Otoritas Jasa Keuangan (OJK) menerbitkan Peraturan OJK atau POJK No.12/POJK.03/2021 tentang Bank Umum untuk mendorong agar bank mengakselerasi layanan perbankan digital di Tanah Air yang semakin dibutuhkan.
OJK juga menerbitkan POJK Nomor 13/POJK.03/2021 tentang Penyelenggaraan Produk Bank Umum.
Dalam beleid itu, OJK melakukan penguatan perizinan dan penyelenggaraan produk bank dari pendekatan modal inti atau capital-based approval menjadi pendekatan berbasis risiko atau risk-based approval.
Dalam aturan itu, OJK juga mendorong percepatan transformasi dan akselerasi digital serta mempertegas pengertian bank digital.
Menurut Rahmat Setiawan Pakar Keuangan dari Fakultas Ekonomi Bisnis Universitas Airlangga, aturan ini tidak secara spesifik mengatur tentang bank digital tapi bank umum secara keseluruhan.
“Karena ada perkembangan industri keuangan terutama terkait dengan industri fintech yang berkembang pesat, maka kemudian perlu dibuat regulasi yang khusus, yang sifatnya penambahan tanpa mengubah aturan yang sudah ada sebelumnya,” kata Rahmat kepada Radio Suara Surabaya, Jumat (20/8/2021).
Peralihan dari bank tradisional ke bank digital, menurutnya jadi hal yang tidak bisa terelakkan lagi karena perkembangan teknologi yang begitu pesat.
Bila tidak mau berubah, ini akan menggerus potensi ceruk keuntungan dari digital itu sendiri karena era digital sudah di depan mata.

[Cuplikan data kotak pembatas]
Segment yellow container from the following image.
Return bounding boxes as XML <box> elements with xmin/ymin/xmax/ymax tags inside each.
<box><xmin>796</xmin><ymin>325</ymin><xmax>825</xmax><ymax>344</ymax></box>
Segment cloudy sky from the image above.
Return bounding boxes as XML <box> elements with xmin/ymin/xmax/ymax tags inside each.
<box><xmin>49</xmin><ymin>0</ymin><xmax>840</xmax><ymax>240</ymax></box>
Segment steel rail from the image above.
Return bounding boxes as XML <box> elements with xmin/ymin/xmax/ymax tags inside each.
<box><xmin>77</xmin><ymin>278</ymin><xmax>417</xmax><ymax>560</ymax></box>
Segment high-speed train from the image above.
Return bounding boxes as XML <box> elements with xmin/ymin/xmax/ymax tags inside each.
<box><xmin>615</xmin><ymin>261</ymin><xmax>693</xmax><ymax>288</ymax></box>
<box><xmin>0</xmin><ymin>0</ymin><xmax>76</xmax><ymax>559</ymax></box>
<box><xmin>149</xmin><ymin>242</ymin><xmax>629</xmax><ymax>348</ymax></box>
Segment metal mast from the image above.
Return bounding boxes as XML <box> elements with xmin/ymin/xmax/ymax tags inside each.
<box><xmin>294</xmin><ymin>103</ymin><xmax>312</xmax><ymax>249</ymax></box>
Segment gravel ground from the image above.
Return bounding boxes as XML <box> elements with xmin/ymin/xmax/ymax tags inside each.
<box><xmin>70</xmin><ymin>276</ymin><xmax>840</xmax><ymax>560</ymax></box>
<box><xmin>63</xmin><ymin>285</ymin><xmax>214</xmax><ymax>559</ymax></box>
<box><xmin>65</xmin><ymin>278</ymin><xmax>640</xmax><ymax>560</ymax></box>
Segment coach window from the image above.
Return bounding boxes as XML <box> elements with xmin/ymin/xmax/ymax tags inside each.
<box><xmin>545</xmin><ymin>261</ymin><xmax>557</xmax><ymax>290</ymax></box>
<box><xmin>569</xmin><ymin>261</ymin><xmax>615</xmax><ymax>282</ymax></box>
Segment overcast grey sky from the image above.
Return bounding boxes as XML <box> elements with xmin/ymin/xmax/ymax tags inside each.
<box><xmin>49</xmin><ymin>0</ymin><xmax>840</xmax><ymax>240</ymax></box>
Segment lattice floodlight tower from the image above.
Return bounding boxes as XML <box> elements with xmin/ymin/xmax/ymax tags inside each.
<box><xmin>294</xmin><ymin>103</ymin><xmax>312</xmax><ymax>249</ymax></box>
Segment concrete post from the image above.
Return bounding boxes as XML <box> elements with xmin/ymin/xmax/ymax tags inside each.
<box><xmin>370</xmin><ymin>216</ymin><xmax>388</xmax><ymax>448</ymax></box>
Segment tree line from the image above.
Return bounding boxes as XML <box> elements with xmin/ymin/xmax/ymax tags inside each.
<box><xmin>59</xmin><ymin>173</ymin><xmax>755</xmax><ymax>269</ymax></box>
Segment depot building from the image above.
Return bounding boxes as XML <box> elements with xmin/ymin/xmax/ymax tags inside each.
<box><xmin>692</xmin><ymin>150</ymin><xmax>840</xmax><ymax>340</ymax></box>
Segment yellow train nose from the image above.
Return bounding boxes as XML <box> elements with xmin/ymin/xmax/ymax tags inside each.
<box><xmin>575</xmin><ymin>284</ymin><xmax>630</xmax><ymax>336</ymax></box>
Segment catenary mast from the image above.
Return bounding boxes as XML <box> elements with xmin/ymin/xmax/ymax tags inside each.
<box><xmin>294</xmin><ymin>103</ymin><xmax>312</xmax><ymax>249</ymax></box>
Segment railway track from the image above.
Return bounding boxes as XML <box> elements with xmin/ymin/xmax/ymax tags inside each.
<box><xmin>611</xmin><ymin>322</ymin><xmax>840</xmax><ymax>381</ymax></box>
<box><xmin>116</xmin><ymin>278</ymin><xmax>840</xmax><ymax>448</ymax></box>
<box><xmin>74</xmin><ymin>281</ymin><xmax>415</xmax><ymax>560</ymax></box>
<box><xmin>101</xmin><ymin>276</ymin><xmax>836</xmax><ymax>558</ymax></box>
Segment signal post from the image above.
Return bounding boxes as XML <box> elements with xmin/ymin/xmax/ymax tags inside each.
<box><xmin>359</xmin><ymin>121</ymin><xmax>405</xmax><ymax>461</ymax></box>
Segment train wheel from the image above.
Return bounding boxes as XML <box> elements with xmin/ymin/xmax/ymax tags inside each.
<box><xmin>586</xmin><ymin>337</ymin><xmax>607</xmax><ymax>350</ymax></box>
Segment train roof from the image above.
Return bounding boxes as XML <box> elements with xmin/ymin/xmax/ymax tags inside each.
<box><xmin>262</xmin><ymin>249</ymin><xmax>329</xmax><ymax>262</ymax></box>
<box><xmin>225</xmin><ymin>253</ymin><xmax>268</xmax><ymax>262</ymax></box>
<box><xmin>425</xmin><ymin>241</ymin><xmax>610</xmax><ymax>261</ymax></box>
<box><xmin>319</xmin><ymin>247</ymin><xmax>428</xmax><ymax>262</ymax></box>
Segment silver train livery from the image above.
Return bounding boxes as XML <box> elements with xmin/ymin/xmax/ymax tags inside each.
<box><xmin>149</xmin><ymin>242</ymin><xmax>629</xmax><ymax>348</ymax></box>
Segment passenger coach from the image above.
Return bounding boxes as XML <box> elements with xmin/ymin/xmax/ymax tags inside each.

→ KETENTUAN LATIHAN:
[a] Kembalikan setiap baris entri yang memuat kata "train".
[b] Tuliskan bagian selanjutnya dari teks tentang peraturan OJK, mulai setelah kalimat terakhirnya.
Teks tentang peraturan OJK dan entri-entri di atas tidak saling berkaitan.

→ JAWABAN TIAP TUGAS:
[a]
Segment high-speed train from the image above.
Segment yellow train nose from the image above.
Segment train wheel from the image above.
Segment train roof from the image above.
Segment silver train livery from the image above.

[b]
“Bank digital tidak bisa dihindari. Kalau bank kukuh hanya berbasis bank tradisional akan menggerus keuntungannya karena investor yang berinvestasi di bank tradisional, bukan hanya keuntungan rendah bahkan gak ada keuntungan. Sehingga itu akan dibaca investor sebagai peluang untuk kemudian ramai-ramai pindah ke bank digital. Kalau dia investor lama yang memegang saham bank, pasti akan mengarahkan direksi dan komisaris yang dipilihnya untuk masuk ke bank digital,” terangnya.
Dia menambahkan, ada dua kemungkinan proses perubahan dari bank tradisional menjadi bank digital yaitu full digital atau berproses.
“Cuma pertanyaannya apakah langsung fully jadi bank digital atau melalui proses. Misalkan hybird dulu baru fully. Menurut saya akan hybird dulu baru fully digital bank karena bank tradisional tidak akan tergantikan paling tidak untuk 30 tahun ke depan,” dia menjelaskan.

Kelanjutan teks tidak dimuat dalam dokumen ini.